■ Input data ■
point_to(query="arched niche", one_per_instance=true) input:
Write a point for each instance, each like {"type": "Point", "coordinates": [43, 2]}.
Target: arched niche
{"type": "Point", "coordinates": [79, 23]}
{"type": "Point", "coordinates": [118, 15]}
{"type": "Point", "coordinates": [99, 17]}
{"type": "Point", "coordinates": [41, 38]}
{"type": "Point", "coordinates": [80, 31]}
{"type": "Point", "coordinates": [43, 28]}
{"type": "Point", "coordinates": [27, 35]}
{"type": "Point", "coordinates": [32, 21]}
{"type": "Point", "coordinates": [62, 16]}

■ Required work ■
Restate the data above word for word, please.

■ Reply to the task ■
point_to(query="arched niche", one_per_instance=true) input:
Write a point for each instance, each like {"type": "Point", "coordinates": [43, 2]}.
Target: arched niche
{"type": "Point", "coordinates": [79, 23]}
{"type": "Point", "coordinates": [118, 15]}
{"type": "Point", "coordinates": [99, 17]}
{"type": "Point", "coordinates": [41, 38]}
{"type": "Point", "coordinates": [80, 31]}
{"type": "Point", "coordinates": [43, 28]}
{"type": "Point", "coordinates": [27, 35]}
{"type": "Point", "coordinates": [32, 21]}
{"type": "Point", "coordinates": [62, 16]}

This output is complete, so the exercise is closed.